The output is to match the entries below character for character.

- Opening Delimiter -

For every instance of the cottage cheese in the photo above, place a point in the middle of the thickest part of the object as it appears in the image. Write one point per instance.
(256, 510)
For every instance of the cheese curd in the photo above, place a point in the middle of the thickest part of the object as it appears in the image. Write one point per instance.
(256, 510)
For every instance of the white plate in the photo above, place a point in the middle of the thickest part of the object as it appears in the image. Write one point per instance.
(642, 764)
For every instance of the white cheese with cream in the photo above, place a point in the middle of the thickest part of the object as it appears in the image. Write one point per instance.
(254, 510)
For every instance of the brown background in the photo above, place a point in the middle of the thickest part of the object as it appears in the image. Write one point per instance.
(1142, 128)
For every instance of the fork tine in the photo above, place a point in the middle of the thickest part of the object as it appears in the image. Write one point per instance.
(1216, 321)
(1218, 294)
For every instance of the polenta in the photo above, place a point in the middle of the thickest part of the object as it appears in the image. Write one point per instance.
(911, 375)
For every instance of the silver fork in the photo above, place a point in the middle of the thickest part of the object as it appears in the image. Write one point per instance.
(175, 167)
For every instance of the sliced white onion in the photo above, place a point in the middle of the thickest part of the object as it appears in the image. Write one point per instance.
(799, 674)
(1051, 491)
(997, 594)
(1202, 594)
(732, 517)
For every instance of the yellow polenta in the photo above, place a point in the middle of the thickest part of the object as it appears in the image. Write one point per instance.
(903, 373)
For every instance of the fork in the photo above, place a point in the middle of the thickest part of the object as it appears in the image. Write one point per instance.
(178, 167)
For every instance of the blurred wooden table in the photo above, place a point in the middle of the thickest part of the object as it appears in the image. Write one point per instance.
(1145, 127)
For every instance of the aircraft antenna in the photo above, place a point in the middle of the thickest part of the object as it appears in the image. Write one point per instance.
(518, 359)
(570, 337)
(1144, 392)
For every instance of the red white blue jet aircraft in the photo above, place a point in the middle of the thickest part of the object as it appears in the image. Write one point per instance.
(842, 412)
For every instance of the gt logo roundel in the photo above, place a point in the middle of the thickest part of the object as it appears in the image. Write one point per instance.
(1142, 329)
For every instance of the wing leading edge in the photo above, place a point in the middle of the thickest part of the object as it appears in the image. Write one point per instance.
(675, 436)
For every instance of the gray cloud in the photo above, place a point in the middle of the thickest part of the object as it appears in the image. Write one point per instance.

- Closing Delimiter -

> [Output below]
For every instance of the cottage cheese in the photo above, place a point in the middle of the thickest part of the object as it appears in the image. Write one point per instance.
(256, 510)
For every instance of the cheese curd in the photo above, place a point in the middle of the thickest part of the object as it appears in the image. Write one point per instance.
(256, 510)
For every instance of the white plate in the photo above, place a point in the middle of the thickest part of the object as it appears in the image. Write one point per instance.
(642, 764)
For every instance of the white cheese with cream in the photo above, place a point in the middle of the thickest part of the object as it appears in the image. Write one point per instance.
(254, 510)
For every instance of the brown background in the photo above, place a point in the middle of the thickest part of the object as it appears in the image. Write one point per instance.
(1142, 128)
For every instance of the fork tine in the photo above, place a point in the middle of the thickest part of the object as it appears in the image. Write one point per instance.
(1216, 321)
(1218, 294)
For every instance of the polenta in the photo above, place a point in the middle of the thickest part of the object as it appears in the image. Write one point per instance.
(911, 375)
For every instance of the silver fork in the photo above, place a point in the middle of the thickest part of the object as it appears in the image. Write one point per instance.
(175, 167)
For every instance of the sliced white onion in the photo above, place a point in the middle of the thickest part of the object as it appears in the image. Write one point per instance.
(799, 674)
(1051, 491)
(997, 594)
(1202, 594)
(732, 517)
For every instance of the yellow polenta in the photo above, place a point in the middle of the thickest part of the object as it appears in the image. Write one point per instance.
(903, 373)
For every instance of the fork in the photo above, place a point in the middle of the thickest part of the object as it appears in the image. Write one point per instance.
(178, 167)
For every instance of the blurred wooden table in the photo above, place a point in the middle of the thickest part of the object as it appears in the image. Write one point per instance.
(1145, 127)
For every instance of the aircraft antenna in the photo above, place a point in the middle of the thickest part of the object as it appears in the image. Write one point per instance.
(518, 359)
(570, 337)
(1144, 392)
For every instance of the red white blue jet aircraft in the photo above, place a point in the middle of the thickest part of the object as it appears in the image. Write one point per instance.
(842, 412)
For every instance of the gt logo roundel in the photo above, place a point in the middle of the thickest part of the object as it appears in the image. Write one point per instance.
(1142, 329)
For every instance of the wing leading edge in the photo above, place a point in the middle of the thickest part of the object as it appears in the image. Write one point per instance.
(675, 436)
For every instance of the gray cloud in the photo above, place a point in the middle of the thickest part of the object as it appears in the image. Write one point per instance.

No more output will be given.